- _To do_
Could you set down exactly the lines of the data below, starting at the one that holds "Target: green sprout in mulch" and ending at the one that holds "Target: wood chip mulch", both included, and only those?

[[ Entries provided, beginning ]]

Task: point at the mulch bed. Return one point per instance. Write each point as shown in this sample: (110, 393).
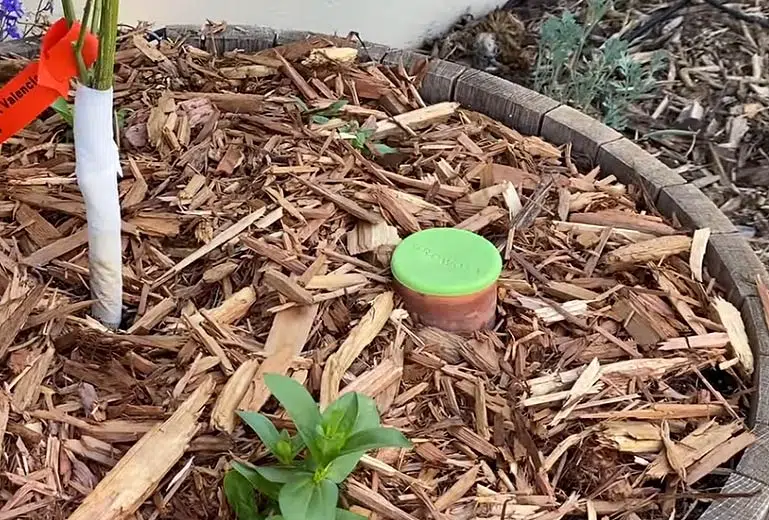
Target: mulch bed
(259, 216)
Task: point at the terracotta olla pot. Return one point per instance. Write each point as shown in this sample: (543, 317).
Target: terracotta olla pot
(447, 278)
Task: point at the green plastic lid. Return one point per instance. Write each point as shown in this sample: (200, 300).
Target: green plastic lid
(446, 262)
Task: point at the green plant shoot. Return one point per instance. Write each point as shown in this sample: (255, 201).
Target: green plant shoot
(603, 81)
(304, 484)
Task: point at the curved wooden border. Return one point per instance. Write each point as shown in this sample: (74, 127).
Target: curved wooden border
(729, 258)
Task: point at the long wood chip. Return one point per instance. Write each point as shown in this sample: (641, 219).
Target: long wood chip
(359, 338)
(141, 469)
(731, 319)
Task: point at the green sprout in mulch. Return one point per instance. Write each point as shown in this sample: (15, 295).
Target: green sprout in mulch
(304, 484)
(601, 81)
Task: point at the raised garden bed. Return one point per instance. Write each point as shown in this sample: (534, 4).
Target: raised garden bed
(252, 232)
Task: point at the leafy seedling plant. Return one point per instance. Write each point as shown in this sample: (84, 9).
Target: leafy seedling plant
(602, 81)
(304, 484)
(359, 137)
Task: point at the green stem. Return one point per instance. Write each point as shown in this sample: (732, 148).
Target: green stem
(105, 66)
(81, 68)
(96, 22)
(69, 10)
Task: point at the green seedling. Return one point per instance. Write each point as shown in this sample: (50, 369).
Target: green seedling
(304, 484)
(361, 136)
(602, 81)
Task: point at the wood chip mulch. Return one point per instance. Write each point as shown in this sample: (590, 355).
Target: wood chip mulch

[[ Entries provided, end ]]
[[ Entries provided, beginning ]]

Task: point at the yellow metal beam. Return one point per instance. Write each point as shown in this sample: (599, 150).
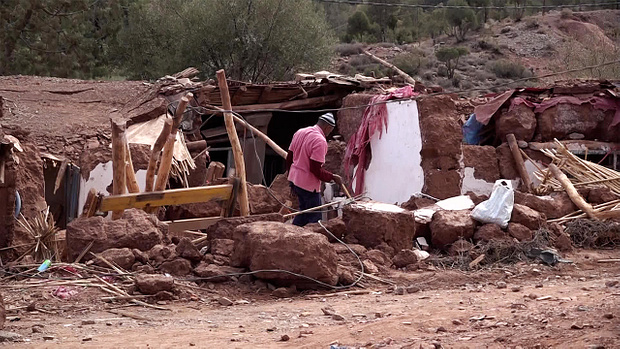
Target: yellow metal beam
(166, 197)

[[ Entries provided, end ]]
[[ Entries provided, beginning ]]

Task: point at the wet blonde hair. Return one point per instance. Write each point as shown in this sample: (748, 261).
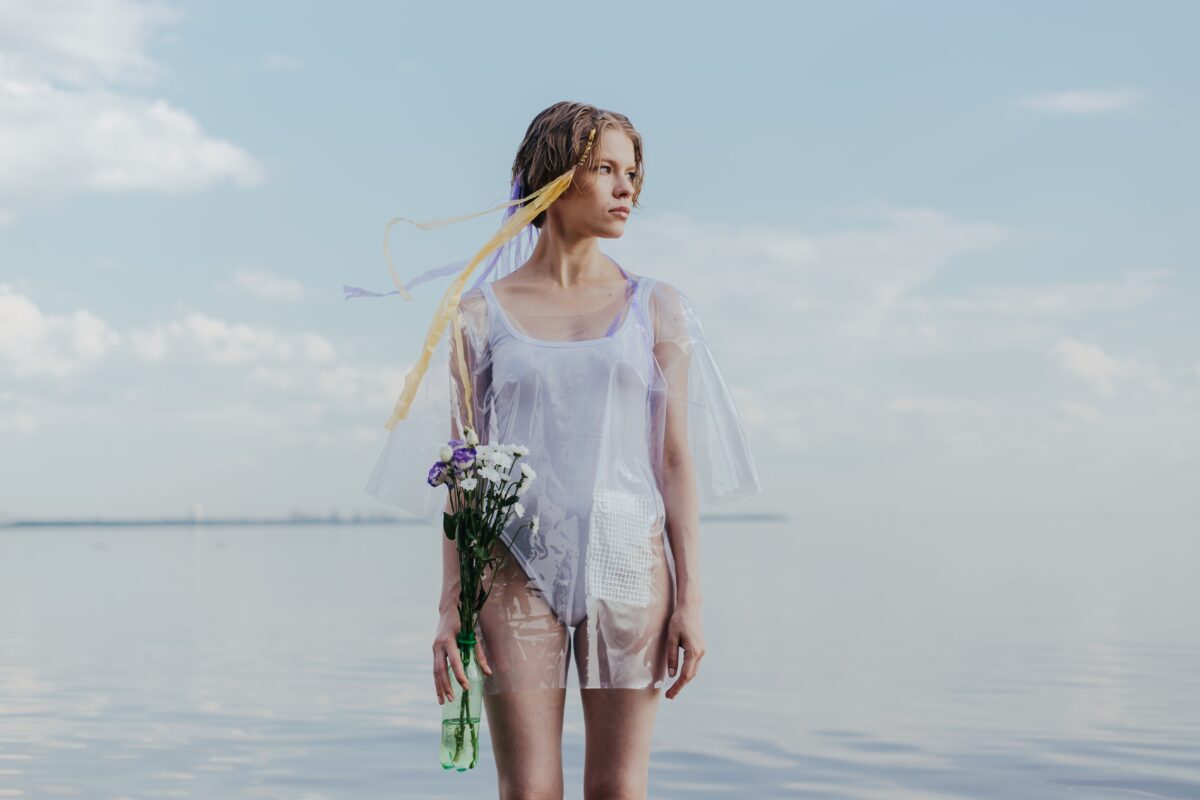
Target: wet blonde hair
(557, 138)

[[ Entries provided, end ]]

- _Result for this task_
Target: green sprout in mulch
(304, 484)
(601, 81)
Task: point at the raised garden bed. Return one point per instance. Write each point as shown in this sample: (534, 4).
Target: raised garden bed
(252, 232)
Task: point at the leafy seedling plant. Return one point per instance. Write each point as shown in this sample: (84, 9).
Target: leafy seedling plant
(602, 81)
(304, 484)
(359, 137)
Task: point at the green stem. Return one point per instance. Write each point as shown in this sample: (732, 148).
Target: green stem
(105, 66)
(81, 68)
(96, 22)
(69, 10)
Task: point at the green seedling. Return one point per instance. Write each point as shown in this sample: (50, 369).
Target: green seedling
(304, 484)
(361, 136)
(602, 81)
Task: point at the wood chip mulch. Return one point per instance. Write each point as shown in this sample: (590, 355).
Target: wood chip mulch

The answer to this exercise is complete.